_Goal of the exercise_
Copy the lines below verbatim, beginning at the line that contains "the shingled roof." and stopping after the line that contains "[124,138,133,165]".

[Bounding-box records]
══════
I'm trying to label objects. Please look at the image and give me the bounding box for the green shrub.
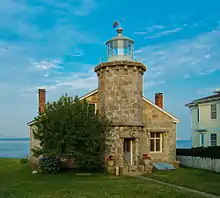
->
[176,146,220,159]
[20,158,29,164]
[39,157,61,174]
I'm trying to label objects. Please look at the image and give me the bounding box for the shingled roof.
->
[185,92,220,107]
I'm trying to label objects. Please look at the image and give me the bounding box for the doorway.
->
[124,138,133,165]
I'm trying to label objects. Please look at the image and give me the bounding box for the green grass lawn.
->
[146,168,220,195]
[0,159,205,198]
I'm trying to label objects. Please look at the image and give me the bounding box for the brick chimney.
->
[38,89,46,113]
[155,93,163,108]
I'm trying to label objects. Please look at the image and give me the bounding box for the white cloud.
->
[136,28,220,78]
[74,0,98,16]
[144,80,165,89]
[134,25,165,35]
[33,60,62,70]
[145,28,183,39]
[196,87,217,96]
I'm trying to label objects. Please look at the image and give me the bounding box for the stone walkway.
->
[134,176,220,198]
══════
_Result for this task_
I'm trying to label objects. Please look at the image and give me the bounding box for the shingled roof.
->
[185,92,220,107]
I'm trying to label objects. Please look at the image and give me the bounding box for the doorway.
->
[124,138,133,165]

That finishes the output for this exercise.